-- DATA FOR THIS EXERCISE start --
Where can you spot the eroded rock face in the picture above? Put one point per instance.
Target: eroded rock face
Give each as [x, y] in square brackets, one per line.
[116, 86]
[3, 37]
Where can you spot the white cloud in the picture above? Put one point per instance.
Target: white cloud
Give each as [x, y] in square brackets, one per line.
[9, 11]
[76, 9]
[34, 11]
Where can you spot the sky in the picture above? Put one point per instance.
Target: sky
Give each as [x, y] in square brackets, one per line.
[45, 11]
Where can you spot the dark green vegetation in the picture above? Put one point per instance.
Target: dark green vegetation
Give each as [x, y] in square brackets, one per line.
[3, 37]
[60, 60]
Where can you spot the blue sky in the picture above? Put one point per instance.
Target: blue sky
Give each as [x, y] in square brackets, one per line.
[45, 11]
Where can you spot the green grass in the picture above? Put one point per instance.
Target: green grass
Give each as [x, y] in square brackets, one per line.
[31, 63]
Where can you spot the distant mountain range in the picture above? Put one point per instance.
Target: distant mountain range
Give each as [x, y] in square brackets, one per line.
-- DATA FOR THIS EXERCISE end --
▸ EXERCISE DETAILS: Starting at the line that contains "Where can you spot the green" and continuing through the final line, output those lines as a JSON list of strings, one string per line, with any blank lines left out.

▸ WRITTEN REPLY:
[
  "Where can you spot the green grass in the picture above? Put one point per instance.",
  "Target: green grass",
  "Give each as [x, y] in square brackets, one per line.",
  "[31, 63]",
  "Where can you spot the distant mountain range in the picture above? Put one point per instance.",
  "Target: distant mountain range",
  "Give each as [x, y] in square brackets, one per line."
]